Replace "rear tyre" with "back tire" throughout the lines from the beginning up to and including the line containing "146), (38, 149)]]", changing nothing else. Give only those lines, without the pictures.

Supplied data:
****************************************

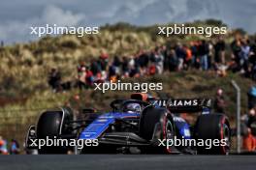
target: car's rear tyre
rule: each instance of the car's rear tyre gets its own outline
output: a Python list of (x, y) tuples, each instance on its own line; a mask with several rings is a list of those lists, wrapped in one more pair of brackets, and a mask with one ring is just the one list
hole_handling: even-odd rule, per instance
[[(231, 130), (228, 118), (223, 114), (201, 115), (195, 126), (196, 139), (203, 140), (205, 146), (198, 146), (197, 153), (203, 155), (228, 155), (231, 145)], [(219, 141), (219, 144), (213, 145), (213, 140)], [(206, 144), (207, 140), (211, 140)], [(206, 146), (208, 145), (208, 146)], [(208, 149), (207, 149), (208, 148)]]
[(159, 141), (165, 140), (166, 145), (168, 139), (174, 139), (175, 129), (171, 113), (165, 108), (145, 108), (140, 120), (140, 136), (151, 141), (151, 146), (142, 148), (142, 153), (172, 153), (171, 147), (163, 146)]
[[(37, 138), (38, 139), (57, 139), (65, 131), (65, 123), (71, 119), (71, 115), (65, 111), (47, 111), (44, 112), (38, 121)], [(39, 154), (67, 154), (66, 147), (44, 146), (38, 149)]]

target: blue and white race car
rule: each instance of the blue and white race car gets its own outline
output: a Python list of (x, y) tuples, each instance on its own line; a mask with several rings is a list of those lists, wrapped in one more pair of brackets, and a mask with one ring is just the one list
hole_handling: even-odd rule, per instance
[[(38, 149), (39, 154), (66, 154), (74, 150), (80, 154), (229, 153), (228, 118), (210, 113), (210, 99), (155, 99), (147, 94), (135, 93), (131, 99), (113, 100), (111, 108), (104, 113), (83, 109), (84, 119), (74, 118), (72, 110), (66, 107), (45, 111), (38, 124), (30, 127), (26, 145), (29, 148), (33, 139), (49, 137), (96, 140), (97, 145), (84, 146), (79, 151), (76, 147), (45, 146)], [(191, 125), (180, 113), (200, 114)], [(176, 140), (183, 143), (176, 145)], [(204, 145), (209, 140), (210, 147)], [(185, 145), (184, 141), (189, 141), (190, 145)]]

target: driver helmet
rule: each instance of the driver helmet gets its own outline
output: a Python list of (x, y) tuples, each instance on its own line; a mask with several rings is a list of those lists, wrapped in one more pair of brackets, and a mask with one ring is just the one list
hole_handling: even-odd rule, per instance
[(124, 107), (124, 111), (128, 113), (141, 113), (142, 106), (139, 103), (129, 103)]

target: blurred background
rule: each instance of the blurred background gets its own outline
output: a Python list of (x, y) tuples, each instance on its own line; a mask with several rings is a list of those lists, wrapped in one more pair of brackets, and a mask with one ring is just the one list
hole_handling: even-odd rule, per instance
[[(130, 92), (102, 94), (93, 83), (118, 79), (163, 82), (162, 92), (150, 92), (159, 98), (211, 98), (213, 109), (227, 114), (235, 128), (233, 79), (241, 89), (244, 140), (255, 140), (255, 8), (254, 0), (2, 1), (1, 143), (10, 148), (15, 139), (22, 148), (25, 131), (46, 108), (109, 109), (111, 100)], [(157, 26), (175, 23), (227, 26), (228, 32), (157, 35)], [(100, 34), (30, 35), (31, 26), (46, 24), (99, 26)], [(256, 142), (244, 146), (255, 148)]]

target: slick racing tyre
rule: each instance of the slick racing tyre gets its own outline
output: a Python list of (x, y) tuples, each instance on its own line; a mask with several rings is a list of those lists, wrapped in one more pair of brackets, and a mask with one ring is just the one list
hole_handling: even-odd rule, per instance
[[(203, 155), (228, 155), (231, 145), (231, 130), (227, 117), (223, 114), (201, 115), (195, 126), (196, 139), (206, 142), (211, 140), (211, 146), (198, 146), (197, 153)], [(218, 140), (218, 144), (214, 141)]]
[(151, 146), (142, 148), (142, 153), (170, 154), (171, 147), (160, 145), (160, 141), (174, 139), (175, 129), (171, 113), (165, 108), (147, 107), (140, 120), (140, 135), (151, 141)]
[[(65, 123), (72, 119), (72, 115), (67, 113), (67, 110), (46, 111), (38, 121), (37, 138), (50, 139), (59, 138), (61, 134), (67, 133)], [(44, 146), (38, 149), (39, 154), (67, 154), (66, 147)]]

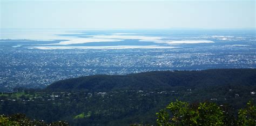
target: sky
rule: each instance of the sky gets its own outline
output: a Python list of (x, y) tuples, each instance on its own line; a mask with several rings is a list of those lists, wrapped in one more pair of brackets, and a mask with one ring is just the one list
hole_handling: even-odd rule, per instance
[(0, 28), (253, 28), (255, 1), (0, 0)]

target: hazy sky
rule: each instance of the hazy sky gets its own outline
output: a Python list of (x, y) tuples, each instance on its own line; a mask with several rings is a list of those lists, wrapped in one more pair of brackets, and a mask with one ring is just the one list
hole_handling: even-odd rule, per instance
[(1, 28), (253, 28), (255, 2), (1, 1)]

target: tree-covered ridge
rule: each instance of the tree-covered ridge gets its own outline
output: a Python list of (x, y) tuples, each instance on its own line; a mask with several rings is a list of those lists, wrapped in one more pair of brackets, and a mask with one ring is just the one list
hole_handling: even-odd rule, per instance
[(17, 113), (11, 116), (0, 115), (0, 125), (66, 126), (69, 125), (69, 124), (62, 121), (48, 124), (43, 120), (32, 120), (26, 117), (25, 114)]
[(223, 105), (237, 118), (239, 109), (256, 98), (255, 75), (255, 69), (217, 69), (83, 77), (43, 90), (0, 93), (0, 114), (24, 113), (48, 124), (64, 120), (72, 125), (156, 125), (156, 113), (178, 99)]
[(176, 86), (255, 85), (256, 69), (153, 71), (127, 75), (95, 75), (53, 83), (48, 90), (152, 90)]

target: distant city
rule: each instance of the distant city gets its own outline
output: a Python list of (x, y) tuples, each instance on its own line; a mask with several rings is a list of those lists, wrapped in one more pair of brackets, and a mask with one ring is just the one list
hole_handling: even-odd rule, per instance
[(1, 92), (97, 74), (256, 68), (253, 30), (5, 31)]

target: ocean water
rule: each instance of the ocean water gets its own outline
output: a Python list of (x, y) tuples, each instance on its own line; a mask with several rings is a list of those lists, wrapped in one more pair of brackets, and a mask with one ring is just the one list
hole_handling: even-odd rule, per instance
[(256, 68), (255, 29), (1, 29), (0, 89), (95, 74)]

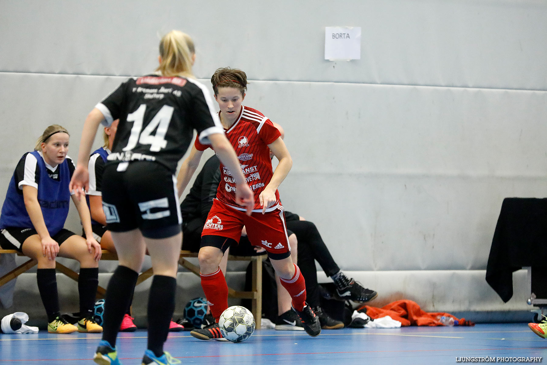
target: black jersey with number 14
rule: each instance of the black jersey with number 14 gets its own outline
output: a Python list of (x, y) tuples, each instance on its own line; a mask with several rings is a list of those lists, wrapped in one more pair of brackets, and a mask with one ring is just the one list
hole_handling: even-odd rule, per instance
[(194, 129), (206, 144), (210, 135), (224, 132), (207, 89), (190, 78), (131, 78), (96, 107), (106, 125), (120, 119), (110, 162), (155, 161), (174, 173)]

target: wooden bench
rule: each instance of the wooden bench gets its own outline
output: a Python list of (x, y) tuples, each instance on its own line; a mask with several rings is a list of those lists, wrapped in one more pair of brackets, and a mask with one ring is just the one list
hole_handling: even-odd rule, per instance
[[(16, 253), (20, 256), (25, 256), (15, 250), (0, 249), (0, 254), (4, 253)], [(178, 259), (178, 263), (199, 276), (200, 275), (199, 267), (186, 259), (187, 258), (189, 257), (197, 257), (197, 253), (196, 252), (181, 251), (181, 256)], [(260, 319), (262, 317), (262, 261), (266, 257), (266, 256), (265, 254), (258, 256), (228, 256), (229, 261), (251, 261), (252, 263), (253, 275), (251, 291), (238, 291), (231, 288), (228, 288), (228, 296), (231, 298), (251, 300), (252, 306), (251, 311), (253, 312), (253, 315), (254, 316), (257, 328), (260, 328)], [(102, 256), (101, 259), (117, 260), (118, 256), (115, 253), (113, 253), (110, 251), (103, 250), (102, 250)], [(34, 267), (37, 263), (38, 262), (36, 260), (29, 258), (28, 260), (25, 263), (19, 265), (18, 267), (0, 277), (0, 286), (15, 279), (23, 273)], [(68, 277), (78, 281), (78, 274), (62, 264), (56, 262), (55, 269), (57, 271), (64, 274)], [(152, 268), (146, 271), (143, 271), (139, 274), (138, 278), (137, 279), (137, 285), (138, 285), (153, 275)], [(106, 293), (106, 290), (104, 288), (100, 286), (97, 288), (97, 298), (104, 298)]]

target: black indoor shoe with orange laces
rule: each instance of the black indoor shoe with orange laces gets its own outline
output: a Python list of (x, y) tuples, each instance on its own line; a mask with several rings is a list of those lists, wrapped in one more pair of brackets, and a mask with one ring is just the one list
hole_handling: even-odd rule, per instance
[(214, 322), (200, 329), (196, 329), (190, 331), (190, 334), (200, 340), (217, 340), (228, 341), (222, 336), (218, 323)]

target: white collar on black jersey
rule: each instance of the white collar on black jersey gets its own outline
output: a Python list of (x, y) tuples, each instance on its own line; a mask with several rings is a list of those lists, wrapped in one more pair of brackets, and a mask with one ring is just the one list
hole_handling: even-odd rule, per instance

****************************************

Reply to the exercise:
target: car's back tire
rule: each instance of the car's back tire gets its own outline
output: a Python list of (x, y) tuples, each instance on its own line; a mask with several rings is a list of those lists, wrapped in one more pair of brackets, and a mask with one ring is just the one list
hole_handling: even-odd rule, per instance
[[(231, 130), (228, 118), (223, 114), (201, 115), (195, 126), (196, 139), (203, 140), (205, 146), (198, 146), (197, 153), (203, 155), (228, 155), (231, 145)], [(219, 141), (219, 144), (213, 145), (213, 140)], [(206, 144), (207, 140), (211, 140)], [(206, 146), (208, 145), (208, 146)], [(208, 149), (207, 149), (208, 148)]]
[(159, 141), (165, 140), (166, 145), (168, 139), (174, 139), (175, 129), (171, 113), (165, 108), (145, 108), (140, 120), (140, 136), (151, 141), (151, 146), (142, 148), (142, 153), (172, 153), (171, 147), (163, 146)]
[[(37, 138), (38, 139), (57, 139), (65, 131), (65, 123), (71, 119), (71, 115), (65, 111), (47, 111), (44, 112), (38, 121)], [(39, 154), (67, 154), (66, 147), (44, 146), (38, 149)]]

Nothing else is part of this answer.